(Dataset entries)
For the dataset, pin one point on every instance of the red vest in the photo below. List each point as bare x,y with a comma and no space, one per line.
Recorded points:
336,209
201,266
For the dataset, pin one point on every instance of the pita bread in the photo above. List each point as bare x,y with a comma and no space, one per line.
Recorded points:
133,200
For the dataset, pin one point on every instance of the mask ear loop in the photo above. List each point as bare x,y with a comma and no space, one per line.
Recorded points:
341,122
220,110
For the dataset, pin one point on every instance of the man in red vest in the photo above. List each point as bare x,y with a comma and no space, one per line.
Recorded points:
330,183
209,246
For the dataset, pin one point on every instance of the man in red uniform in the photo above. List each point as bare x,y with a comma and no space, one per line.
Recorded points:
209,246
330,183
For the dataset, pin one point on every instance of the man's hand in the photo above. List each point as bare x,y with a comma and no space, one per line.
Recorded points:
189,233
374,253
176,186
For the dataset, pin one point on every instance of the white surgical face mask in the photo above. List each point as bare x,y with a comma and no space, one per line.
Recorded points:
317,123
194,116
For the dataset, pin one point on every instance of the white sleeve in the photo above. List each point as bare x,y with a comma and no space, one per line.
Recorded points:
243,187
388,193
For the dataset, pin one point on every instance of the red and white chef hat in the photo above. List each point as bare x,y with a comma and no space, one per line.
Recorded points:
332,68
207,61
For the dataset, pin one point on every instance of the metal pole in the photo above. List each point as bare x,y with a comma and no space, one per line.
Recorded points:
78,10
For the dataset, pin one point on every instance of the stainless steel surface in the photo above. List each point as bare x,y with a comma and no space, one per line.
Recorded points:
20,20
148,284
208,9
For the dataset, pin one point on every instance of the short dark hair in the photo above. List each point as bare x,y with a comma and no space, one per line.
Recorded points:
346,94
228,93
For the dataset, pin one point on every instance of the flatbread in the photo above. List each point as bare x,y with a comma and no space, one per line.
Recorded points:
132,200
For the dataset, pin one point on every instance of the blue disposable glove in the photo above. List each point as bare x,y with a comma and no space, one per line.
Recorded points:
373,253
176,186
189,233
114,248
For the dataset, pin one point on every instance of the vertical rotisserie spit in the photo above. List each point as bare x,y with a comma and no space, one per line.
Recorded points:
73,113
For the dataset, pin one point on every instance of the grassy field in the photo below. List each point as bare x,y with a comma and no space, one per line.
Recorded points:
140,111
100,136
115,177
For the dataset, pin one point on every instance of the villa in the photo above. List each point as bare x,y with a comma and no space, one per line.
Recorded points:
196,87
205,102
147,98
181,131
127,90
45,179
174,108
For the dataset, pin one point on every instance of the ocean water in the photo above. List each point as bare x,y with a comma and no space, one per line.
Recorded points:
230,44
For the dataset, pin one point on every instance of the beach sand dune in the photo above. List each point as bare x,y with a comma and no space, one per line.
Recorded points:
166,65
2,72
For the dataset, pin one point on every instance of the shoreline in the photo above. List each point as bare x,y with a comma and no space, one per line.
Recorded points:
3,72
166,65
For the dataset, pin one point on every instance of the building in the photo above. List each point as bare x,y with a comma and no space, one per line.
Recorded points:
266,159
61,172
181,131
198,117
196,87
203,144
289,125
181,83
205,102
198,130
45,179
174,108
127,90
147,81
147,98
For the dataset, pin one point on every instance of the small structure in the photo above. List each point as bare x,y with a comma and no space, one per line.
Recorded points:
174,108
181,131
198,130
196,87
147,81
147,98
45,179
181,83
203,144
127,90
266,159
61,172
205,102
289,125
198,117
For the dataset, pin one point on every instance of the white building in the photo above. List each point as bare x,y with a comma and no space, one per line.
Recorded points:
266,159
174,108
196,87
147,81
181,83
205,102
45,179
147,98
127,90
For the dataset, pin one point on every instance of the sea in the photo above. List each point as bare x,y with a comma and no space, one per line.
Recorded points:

WHAT THIS TASK INVOLVES ▸
Search the data above for lines holding "building" and copy each of them.

RESPONSE AREA ▸
For the dataset, pin one point on every instance of the building in the photo above. List each point as bare x,y with a comma and no space, one per line.
For the dataset, pin one point on every instance of the white building in the photo above. List each point as bare x,y with a comma and no space, one per line.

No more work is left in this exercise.